__Task to complete__
Produce an exact copy of the lines from the line containing "Object detection labeling — target class: twine" through the last line of the listing below, both ends included, and nothing else.

__Records__
————

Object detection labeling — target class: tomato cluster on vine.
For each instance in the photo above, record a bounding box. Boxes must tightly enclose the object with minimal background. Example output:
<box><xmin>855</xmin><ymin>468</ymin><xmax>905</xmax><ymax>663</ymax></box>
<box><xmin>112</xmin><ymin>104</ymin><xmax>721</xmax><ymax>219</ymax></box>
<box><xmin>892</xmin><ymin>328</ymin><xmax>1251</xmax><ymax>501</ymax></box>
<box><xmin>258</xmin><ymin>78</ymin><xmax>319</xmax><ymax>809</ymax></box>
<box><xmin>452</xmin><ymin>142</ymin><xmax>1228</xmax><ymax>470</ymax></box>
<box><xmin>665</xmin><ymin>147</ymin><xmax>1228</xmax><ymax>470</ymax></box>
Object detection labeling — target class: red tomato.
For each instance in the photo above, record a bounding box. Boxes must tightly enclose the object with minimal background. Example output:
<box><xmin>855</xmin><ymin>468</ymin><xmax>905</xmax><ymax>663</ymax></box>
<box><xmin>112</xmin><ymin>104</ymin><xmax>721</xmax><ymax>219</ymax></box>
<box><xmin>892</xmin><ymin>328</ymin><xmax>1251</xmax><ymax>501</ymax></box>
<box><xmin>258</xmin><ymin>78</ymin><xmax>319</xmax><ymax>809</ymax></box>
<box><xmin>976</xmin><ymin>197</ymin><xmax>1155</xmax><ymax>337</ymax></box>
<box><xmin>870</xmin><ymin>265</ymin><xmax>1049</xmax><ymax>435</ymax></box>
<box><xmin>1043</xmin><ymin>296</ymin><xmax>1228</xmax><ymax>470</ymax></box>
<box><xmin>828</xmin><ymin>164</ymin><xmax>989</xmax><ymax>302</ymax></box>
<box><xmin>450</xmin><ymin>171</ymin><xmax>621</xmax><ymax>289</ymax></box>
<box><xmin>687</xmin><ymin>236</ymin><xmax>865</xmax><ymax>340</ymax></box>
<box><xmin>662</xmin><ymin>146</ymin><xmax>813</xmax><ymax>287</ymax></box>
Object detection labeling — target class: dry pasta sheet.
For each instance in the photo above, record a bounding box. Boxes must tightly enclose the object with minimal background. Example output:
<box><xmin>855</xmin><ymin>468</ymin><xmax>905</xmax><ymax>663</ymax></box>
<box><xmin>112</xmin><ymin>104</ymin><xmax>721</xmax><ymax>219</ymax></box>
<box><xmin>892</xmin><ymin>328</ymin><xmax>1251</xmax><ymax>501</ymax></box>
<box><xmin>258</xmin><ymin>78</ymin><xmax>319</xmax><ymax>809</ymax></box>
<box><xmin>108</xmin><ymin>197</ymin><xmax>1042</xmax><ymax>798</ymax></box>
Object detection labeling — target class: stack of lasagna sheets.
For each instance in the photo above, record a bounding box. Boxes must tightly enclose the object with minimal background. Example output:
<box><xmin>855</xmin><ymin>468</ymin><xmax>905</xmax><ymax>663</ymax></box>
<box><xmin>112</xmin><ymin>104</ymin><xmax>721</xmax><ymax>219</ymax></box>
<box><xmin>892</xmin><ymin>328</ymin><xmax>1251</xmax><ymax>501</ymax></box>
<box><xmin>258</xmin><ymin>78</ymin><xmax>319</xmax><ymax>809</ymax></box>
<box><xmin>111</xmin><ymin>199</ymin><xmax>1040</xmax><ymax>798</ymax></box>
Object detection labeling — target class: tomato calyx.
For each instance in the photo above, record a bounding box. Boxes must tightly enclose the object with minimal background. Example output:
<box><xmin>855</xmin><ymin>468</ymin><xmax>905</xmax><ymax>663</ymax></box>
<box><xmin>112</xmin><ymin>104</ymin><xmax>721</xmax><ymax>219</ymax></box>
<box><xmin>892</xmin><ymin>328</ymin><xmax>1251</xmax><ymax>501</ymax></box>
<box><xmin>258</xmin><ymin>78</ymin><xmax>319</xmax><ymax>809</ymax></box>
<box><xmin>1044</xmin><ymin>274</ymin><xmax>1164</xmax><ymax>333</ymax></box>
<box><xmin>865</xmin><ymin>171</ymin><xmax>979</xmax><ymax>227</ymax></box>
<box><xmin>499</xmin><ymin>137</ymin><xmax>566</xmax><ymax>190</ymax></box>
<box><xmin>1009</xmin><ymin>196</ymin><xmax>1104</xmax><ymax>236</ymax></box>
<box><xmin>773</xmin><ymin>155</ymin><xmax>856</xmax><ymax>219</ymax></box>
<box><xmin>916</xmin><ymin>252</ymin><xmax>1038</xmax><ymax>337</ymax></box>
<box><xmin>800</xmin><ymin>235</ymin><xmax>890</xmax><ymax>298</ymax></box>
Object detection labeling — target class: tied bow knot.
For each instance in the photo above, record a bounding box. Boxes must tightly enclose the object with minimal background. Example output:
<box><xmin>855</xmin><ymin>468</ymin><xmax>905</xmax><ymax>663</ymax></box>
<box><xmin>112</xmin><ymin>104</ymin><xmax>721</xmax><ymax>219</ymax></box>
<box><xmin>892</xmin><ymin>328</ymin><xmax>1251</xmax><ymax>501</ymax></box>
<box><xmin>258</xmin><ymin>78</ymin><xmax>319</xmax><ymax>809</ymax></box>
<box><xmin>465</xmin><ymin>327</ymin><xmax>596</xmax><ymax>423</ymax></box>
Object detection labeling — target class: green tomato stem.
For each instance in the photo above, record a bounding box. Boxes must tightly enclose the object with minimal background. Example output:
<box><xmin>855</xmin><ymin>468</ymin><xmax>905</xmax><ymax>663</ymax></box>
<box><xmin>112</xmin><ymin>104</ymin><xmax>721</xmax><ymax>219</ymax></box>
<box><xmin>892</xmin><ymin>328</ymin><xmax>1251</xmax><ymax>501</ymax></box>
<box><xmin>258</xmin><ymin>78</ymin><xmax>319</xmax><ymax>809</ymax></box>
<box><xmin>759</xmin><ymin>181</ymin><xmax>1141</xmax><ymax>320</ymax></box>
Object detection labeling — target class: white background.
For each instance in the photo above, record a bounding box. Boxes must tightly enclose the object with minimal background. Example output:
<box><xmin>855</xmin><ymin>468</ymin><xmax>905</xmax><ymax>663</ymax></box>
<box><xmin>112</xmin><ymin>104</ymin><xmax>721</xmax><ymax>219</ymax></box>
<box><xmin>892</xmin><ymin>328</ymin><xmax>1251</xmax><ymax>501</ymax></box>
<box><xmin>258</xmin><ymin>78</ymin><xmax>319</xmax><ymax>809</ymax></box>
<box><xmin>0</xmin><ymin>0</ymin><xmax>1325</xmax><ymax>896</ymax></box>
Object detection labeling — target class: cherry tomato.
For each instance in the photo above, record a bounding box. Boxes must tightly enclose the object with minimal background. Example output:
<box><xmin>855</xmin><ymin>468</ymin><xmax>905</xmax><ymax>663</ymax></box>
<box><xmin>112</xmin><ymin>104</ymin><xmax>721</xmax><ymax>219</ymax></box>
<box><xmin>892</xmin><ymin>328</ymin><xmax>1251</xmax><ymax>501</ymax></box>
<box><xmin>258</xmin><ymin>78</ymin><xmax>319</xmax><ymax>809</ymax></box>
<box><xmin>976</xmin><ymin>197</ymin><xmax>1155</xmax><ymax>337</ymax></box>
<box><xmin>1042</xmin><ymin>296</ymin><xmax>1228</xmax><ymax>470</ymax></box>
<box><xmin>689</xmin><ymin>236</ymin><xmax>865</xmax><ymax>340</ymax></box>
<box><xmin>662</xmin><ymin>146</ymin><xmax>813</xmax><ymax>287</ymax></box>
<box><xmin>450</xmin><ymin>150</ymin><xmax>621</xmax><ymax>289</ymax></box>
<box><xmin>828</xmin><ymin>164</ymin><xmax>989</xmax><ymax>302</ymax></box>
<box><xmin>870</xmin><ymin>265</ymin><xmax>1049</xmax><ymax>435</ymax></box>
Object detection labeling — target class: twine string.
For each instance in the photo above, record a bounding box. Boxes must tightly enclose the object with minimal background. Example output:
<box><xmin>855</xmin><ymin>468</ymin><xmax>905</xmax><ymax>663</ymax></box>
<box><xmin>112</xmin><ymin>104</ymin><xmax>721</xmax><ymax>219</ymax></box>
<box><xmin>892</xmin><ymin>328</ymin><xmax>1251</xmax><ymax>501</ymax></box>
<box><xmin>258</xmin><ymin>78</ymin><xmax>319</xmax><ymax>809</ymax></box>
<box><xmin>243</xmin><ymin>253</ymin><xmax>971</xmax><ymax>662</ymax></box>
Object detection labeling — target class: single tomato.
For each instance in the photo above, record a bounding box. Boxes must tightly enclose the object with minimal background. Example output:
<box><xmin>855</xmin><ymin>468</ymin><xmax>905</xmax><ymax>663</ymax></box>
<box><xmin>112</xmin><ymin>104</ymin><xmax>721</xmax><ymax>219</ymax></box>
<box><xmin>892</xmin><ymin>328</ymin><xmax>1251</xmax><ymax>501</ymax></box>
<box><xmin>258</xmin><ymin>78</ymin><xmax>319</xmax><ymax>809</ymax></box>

————

__Completed exercise__
Object detection labeling — target class: twine string.
For each instance in the photo above, record a bounding box. Boxes must tightly enclose the object with minimal background. Example output:
<box><xmin>855</xmin><ymin>468</ymin><xmax>905</xmax><ymax>663</ymax></box>
<box><xmin>112</xmin><ymin>104</ymin><xmax>721</xmax><ymax>219</ymax></box>
<box><xmin>892</xmin><ymin>328</ymin><xmax>1251</xmax><ymax>501</ymax></box>
<box><xmin>258</xmin><ymin>78</ymin><xmax>319</xmax><ymax>809</ymax></box>
<box><xmin>243</xmin><ymin>253</ymin><xmax>971</xmax><ymax>662</ymax></box>
Object detection labeling — target class: single tomato.
For each instance in the photo above, record a bounding box. Boxes must tightly enclose the object with minimal background. Example output:
<box><xmin>855</xmin><ymin>468</ymin><xmax>905</xmax><ymax>663</ymax></box>
<box><xmin>112</xmin><ymin>104</ymin><xmax>721</xmax><ymax>219</ymax></box>
<box><xmin>892</xmin><ymin>328</ymin><xmax>1251</xmax><ymax>501</ymax></box>
<box><xmin>258</xmin><ymin>78</ymin><xmax>319</xmax><ymax>809</ymax></box>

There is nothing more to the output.